Ali Bulaç yazdı: Ashab-ı Uhdut’tan Gazze’ye

İslam ülkeleri ve diğerleri bu katliama seyirci kalıyorlarsa da, “Göklerin ve yerin mülkünün kendisine ait olan yüce Allah her şeye (oyup bitene) şahittir.” Ve O, zillet giysisi yerine izzet elbisesi giyen Müslümanlar eliyle hükmünü verecektir.

Ali Bulaç'ın yazısı:

“Kahrolsun Ashab-ı Uhdud. ‘Tutuşturucu-yakıt dolu o ateş,’ Hani kendileri (ateş hendeğinin) çevresinde oturmuşlardı. Ve mü’minlere yaptıklarını seyrediyorlardı. Onlardan, yalnızca ‘üstün ve güçlü olan,’ övülen Allah’a imân ettiklerinden dolayı intikam alıyorlardı. Ki O (Allah), göklerin ve yerin mülkü O’nundur. Allah, her şeyin üzerinde şahit olandır.” (85/Buruc, 4-9.)

“Ashab-ı uhdud” inançlarından vazgeçmedikleri için mü’minleri hendeğe atıp işkenceyle öldüren kimselerdir. Ayetteki fiillerden, erkekler yanında kadınların da işkenceye maruz kaldıkları anlaşılıyor. Yüce Allah mü’minlere işkence edenlere ve işkenceyi seyredip müdahale etmeyenlere ya da elden geldiğince buna tepki göstermeyenlere lanet etmekte veya “kahrolsunlar” demektedir. Yüce Allah’ın gazabına maruz kalanlar mü’minleri hendeklere atıp öldürenlerdir. Ashab-ı uhdud’un kimler olduğu, nerede ve ne zaman yaşadıkları konusunda Kur’an-ı Kerim herhangi bir bilgi vermemektedir. Ancak eğer işkenceye maruz kalanlar Hz. İsa’nın tebliğine ve yoluna tabi olanlar ise olayın en azından milattan sonra vuku bulduğunu söylemek mümkün.

Hadis ve tefsir kaynaklarında iki olay zikredilir. Biri Necran Hıristiyanlarından 12 bin kişinin Yahudi olan Yemen Kralı Zünuvas tarafından işkenceyle ve toplu olarak öldürülmeleri ki anlatıma göre bu olay üzerine Hıristiyan olan Habeşliler Yemen’e saldırıp Zünuvas’ı öldürmüş, Yahudi hâkimiyetine de son vermişlerdir. Diğeri bir Zerdüşt kralının, aile içi zina olan kardeşler arasındaki evlilikten (ensest) bir türlü vazgeçiremediği halkını topluca ateşe atarak cezalandırması olayı. Her iki olay arasında ciddi bir çelişki var. İlkine göre insanların din seçme ve dinlerine göre yaşama özgürlüğünü tanımayan zorba bir kralın inanan halkına reva gördüğü zulüm ve işkence; diğerine göre kral doğru yolda iken sapkın halkı suç ve günahta ısrar etmekte, o da onları cezalandırmaktadır. Ama eğer ensest dolayısıyla halk cezalandırılacaksa, bunun insanların topluca hendeğe atılıp yakılması mı olmalı? Bir başka husus, 4-8 arası ayetlerde hendeğe atılanların zulmen işkenceye tabi tutulup öldürüldükleri belirtilmektedir ki, bunların böylesine çirkin bir cürmü işledikleri düşünülemez.

* _Gösterilen Liste_

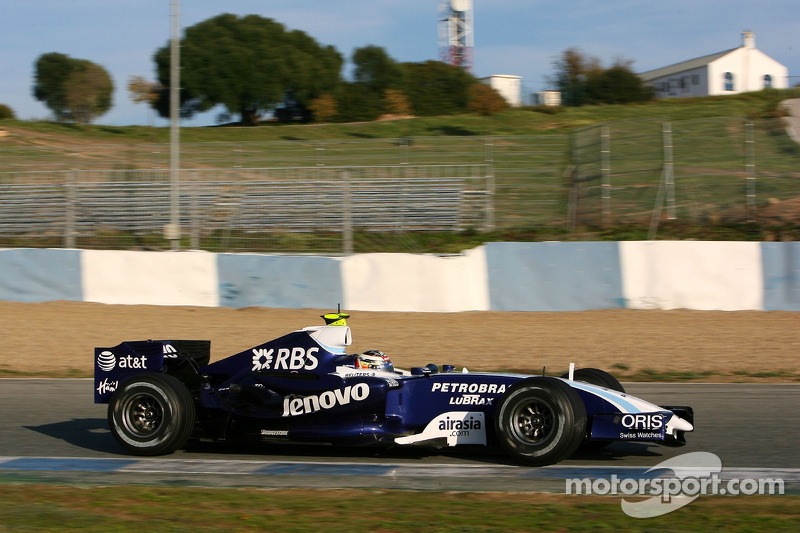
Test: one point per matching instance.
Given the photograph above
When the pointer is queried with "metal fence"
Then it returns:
(699, 171)
(298, 195)
(308, 209)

* _Alıştırma Yönergesi_
Ashab-ı Uhdud'dan Gazze'ye uzanan yazıyı, son cümlesinin ardından sürdürün.

* _Alıştırmanın Cevabı_
Konuyla ilgili kaynaklarda uzun bir hadis yer nakledilmektedir. (Müslim, 73; Tirmizi, Tefsir, Sûre: 85; Müsned, 16/17.) Ancak söz konusu rivayetler pek güvenilir bulunmamaktadır. Buna rağmen vahyin ilk muhatabı olan Arapların kolektif hafızasının Ashab-ı uhdud olayına yabancı olmadığı anlaşılmaktadır.

4-8 arası ayetlerde mü’minlere toplu ceza verildiğini, ceza verenin de tek bir şahıs değil, topluluk olduğu ima edilmektedir. Başlarında kral ve halk da ateşle doldurulmuş hendeğin çevresinde toplanmış, hendeğe atılıp cayır cayır yananları seyretmiştir. Bunlar sadece pasif seyirci değillerdi, intikam da alıyorlardı. Bu tasvir insan kalbinin taştan da daha katı olabileceğinin en trajik örneğini teşkil eder, insanlar haksız yere hendeklerde cayır cayır yakılırken, diğerleri toplu halde bu olayı seyretmekte, müdahale etmedikleri gibi belki de içlerinden “Oh olsun!” demektedirler.

8. ayet, Aziz ve Hamid olan Allah’a samimi bağlılıkları dolayısıyla mü’minlerden intikam aldıklarını belirtilmektedir. Demek ki kralla beraber onun dinini, politik tutumunu paylaşanlar da mü’minlere karşı acımasız bir tutum içinde idiler.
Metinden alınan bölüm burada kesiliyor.